● Work order
Format the lines from the start of the data through the line containing "positive clicks: (295, 215)" as a JSON list of strings, one string per line, skipping any blank lines.

Saved data entries:
------

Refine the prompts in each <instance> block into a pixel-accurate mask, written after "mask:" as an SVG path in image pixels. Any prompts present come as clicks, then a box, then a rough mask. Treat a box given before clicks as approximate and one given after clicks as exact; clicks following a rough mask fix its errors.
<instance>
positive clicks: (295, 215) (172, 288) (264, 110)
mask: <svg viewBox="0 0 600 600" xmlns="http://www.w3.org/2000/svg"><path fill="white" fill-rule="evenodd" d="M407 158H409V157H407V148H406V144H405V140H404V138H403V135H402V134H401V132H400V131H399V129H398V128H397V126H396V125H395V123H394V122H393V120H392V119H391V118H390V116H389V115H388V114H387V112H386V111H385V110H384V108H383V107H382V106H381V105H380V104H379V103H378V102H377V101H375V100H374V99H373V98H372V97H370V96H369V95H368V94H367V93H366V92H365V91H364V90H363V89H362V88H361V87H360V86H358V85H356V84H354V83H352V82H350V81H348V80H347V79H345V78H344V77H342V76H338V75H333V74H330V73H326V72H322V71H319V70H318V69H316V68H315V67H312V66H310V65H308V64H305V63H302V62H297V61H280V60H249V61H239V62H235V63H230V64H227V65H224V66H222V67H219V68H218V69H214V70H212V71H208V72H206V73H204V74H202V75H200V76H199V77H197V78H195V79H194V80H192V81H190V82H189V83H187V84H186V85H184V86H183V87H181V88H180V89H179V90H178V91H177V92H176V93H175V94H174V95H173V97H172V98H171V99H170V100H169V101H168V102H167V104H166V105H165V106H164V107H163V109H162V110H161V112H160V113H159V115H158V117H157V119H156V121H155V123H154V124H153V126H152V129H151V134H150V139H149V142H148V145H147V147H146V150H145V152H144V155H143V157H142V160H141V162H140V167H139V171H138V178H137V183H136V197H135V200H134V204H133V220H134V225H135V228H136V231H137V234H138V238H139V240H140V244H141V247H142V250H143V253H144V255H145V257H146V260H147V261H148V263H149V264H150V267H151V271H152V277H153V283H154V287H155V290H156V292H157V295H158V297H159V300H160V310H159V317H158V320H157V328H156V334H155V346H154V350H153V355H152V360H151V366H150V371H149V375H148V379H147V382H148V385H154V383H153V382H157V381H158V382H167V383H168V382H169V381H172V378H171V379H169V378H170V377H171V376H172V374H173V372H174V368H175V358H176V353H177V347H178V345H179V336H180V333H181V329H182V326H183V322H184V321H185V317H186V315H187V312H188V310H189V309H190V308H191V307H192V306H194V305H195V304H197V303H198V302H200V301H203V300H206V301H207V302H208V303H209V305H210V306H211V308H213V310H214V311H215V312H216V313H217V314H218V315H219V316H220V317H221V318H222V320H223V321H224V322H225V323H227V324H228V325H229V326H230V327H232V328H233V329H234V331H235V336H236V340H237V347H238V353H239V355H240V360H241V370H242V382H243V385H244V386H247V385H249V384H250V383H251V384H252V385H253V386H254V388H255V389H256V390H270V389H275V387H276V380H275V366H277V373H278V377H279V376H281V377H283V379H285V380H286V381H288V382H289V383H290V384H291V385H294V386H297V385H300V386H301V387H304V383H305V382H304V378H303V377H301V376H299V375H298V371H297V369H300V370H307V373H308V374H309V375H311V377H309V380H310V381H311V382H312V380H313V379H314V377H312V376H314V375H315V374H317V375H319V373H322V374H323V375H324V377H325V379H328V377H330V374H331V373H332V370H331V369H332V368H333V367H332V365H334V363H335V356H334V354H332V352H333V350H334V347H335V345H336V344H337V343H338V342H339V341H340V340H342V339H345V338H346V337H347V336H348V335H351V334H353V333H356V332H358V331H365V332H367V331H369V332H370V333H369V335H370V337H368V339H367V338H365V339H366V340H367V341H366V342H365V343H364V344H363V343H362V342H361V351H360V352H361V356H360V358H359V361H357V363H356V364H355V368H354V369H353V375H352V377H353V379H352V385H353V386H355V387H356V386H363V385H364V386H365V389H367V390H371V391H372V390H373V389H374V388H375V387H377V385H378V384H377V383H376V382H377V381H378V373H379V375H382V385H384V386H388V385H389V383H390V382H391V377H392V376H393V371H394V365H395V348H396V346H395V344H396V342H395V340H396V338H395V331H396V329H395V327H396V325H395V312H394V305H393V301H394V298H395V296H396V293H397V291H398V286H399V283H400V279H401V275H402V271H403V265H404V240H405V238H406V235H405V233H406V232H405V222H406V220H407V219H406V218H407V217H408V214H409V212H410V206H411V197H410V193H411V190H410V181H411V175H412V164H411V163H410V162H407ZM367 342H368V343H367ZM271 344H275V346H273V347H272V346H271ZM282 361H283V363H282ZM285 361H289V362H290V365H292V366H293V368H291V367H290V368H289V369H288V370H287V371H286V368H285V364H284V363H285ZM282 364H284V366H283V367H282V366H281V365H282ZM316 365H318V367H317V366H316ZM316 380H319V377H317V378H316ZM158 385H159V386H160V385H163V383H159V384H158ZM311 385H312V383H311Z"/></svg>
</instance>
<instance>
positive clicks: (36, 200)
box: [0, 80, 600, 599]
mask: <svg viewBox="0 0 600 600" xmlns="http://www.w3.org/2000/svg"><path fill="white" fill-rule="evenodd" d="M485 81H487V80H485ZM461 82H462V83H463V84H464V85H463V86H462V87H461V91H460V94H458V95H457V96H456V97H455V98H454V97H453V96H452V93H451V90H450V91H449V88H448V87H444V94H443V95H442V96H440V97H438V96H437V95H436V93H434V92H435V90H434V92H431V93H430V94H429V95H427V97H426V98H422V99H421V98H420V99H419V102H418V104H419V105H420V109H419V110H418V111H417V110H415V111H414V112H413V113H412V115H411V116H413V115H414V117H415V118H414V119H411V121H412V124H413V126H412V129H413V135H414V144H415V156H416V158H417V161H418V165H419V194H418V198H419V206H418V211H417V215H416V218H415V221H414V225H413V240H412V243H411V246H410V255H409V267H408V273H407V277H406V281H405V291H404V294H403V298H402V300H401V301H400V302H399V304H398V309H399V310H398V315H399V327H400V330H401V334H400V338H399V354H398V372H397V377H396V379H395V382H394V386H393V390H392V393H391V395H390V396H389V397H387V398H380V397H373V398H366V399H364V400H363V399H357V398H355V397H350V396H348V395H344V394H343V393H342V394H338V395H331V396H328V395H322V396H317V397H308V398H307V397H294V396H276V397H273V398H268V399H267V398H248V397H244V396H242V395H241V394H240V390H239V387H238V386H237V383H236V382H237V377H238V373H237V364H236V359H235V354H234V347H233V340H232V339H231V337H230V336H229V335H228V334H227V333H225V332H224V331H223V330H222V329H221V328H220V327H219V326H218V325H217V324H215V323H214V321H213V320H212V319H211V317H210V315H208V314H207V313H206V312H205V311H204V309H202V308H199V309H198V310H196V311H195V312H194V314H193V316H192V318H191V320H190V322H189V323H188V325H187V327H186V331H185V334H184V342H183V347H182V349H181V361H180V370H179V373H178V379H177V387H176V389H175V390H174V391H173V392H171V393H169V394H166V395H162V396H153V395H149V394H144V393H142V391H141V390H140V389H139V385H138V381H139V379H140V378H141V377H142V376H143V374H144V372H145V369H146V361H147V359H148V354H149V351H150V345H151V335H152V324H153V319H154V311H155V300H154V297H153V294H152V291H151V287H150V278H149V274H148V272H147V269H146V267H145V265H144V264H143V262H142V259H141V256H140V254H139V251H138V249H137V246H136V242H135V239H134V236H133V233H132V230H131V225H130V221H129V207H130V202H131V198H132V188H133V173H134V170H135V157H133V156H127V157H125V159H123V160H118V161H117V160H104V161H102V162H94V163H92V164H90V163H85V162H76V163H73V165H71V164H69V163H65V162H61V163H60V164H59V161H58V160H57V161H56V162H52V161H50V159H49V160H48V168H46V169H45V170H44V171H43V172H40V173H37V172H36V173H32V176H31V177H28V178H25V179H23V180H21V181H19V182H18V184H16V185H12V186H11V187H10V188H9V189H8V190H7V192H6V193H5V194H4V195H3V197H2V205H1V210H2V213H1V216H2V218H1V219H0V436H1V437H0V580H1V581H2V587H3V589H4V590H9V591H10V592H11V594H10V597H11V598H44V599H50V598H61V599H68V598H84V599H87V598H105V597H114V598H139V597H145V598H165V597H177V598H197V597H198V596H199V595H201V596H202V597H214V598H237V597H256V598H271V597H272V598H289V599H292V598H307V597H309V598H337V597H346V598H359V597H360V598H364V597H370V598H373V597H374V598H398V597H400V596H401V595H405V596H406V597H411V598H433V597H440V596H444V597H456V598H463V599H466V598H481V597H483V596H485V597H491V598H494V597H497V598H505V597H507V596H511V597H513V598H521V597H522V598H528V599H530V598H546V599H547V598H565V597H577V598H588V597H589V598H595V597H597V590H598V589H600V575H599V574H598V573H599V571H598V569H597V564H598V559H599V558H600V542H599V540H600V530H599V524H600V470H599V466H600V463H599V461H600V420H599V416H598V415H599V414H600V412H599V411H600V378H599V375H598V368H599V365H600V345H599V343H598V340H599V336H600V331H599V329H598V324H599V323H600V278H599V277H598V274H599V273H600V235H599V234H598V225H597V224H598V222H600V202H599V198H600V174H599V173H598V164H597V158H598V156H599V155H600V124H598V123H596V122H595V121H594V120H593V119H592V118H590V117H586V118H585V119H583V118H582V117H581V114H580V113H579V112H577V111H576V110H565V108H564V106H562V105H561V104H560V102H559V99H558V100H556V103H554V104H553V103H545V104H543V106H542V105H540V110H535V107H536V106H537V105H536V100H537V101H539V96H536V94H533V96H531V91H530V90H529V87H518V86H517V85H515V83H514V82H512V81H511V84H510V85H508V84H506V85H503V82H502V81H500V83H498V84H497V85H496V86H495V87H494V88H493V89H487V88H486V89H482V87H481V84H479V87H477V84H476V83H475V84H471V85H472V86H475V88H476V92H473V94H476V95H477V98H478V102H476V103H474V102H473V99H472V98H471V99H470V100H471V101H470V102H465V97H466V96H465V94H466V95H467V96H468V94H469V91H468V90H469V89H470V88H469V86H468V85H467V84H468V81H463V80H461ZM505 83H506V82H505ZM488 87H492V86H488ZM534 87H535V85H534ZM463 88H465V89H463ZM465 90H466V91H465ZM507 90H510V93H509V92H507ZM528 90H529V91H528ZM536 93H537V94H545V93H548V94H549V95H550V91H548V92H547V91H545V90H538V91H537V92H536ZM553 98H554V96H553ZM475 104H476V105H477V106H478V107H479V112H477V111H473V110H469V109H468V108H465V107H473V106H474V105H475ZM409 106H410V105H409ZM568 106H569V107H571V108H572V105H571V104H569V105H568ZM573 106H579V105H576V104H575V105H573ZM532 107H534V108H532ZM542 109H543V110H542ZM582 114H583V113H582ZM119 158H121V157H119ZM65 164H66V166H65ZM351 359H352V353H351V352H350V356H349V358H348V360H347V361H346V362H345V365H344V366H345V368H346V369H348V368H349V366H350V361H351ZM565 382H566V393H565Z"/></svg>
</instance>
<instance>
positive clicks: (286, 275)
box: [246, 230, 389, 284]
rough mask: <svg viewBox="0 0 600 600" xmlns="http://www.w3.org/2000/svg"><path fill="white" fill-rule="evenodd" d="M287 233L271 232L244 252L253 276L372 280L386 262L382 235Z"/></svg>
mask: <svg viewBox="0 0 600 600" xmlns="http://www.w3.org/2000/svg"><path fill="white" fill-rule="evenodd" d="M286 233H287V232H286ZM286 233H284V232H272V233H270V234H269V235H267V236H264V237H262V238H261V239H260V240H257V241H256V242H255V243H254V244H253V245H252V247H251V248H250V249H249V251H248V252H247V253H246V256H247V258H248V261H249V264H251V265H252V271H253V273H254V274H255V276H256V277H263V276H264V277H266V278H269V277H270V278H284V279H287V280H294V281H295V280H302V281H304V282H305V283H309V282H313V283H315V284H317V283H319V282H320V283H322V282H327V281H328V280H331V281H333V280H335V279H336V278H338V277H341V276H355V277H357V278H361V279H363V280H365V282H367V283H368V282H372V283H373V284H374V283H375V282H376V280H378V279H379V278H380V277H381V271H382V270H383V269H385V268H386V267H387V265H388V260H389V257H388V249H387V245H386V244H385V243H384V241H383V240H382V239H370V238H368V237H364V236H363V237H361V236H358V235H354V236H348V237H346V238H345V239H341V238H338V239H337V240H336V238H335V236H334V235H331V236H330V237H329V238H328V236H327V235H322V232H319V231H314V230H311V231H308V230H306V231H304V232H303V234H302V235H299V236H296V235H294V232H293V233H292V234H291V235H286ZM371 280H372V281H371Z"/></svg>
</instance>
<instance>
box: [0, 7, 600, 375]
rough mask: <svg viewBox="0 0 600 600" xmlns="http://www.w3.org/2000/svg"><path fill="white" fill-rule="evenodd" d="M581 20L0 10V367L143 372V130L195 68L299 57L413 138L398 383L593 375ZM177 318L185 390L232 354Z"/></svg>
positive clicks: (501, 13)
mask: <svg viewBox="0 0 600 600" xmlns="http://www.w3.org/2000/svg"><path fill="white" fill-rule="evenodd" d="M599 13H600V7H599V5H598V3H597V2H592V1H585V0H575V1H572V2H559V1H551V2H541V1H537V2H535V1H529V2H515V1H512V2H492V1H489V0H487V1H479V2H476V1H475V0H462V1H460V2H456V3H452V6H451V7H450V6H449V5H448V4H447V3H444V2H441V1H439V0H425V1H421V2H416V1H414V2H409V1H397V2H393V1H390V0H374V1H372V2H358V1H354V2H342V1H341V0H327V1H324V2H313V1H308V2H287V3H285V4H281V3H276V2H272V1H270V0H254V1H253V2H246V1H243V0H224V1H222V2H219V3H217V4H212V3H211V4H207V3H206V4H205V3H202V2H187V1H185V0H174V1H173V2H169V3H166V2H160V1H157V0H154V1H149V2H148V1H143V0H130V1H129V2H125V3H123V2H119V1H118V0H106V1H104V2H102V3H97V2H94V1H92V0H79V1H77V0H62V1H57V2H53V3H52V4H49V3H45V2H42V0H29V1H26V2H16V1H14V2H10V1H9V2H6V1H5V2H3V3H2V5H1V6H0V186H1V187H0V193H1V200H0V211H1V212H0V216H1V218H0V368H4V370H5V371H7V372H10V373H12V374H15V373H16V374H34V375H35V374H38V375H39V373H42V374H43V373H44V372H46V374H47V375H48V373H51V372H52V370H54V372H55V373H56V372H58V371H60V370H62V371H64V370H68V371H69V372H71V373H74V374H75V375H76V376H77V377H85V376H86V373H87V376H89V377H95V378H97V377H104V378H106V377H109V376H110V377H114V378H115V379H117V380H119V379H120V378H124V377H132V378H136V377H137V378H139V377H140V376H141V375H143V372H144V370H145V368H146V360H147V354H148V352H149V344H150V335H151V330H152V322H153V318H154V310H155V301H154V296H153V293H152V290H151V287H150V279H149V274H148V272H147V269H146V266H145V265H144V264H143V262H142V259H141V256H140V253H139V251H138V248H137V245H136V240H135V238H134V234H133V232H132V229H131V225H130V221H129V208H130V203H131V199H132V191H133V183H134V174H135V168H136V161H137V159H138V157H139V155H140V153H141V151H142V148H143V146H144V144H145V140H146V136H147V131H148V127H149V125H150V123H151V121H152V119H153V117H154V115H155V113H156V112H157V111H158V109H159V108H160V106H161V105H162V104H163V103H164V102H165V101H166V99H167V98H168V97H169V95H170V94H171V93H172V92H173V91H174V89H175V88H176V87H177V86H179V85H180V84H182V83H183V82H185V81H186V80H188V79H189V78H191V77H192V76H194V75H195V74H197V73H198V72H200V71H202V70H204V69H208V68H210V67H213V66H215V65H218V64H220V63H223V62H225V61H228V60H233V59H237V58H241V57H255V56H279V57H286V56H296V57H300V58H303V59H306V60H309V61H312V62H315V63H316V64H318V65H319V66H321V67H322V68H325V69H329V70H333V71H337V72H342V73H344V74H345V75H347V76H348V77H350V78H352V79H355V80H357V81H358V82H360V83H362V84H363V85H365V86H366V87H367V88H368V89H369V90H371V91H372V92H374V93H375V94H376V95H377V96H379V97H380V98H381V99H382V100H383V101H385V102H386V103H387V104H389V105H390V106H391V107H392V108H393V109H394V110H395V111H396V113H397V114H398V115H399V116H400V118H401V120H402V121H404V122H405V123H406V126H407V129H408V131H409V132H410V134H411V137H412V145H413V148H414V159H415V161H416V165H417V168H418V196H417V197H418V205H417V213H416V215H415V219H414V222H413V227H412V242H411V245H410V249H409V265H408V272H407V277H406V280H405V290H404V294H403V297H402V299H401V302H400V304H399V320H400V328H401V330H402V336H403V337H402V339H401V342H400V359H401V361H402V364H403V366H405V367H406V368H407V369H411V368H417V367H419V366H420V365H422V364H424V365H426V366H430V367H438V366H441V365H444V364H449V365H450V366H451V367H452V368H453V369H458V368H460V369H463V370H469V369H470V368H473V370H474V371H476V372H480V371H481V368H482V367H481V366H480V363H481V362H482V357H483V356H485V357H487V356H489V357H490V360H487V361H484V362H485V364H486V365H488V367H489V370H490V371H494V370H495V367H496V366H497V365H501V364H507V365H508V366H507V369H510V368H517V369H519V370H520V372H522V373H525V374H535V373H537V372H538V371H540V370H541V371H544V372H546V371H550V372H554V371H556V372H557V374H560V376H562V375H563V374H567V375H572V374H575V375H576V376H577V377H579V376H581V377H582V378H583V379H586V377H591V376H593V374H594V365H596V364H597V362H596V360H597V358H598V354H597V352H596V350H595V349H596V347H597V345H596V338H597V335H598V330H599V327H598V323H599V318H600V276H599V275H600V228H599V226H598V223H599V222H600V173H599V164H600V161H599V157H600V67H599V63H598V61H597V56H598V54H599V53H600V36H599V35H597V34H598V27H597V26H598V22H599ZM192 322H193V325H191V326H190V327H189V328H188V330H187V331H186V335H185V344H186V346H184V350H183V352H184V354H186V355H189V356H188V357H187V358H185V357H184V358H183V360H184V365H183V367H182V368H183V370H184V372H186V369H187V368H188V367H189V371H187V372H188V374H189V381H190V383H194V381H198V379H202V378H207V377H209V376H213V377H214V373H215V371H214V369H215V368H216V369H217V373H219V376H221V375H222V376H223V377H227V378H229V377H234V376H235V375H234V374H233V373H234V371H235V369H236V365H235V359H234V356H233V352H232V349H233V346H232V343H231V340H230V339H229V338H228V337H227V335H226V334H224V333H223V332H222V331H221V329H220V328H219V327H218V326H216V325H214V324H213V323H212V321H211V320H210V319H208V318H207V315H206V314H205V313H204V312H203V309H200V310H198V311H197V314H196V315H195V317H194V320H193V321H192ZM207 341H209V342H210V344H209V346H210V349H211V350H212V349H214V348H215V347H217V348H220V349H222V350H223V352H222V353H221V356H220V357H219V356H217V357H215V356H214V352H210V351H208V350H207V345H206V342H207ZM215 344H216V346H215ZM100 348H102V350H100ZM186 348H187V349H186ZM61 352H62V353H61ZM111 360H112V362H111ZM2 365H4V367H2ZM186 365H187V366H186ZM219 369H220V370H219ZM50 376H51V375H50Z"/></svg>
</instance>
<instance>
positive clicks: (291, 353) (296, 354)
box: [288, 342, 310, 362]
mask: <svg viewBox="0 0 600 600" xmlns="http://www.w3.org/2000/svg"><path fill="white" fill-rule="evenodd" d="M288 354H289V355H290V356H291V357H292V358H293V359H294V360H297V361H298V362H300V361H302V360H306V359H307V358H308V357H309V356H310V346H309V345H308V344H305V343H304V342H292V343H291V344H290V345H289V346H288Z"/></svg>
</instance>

------

● Task solution
[
  "Refine the prompts in each <instance> block into a pixel-accurate mask, written after \"mask:\" as an SVG path in image pixels. Any prompts present come as clicks, then a box, then a rough mask. Treat a box given before clicks as approximate and one given after clicks as exact; clicks following a rough mask fix its errors.",
  "<instance>",
  "positive clicks: (295, 215) (172, 288) (264, 110)"
]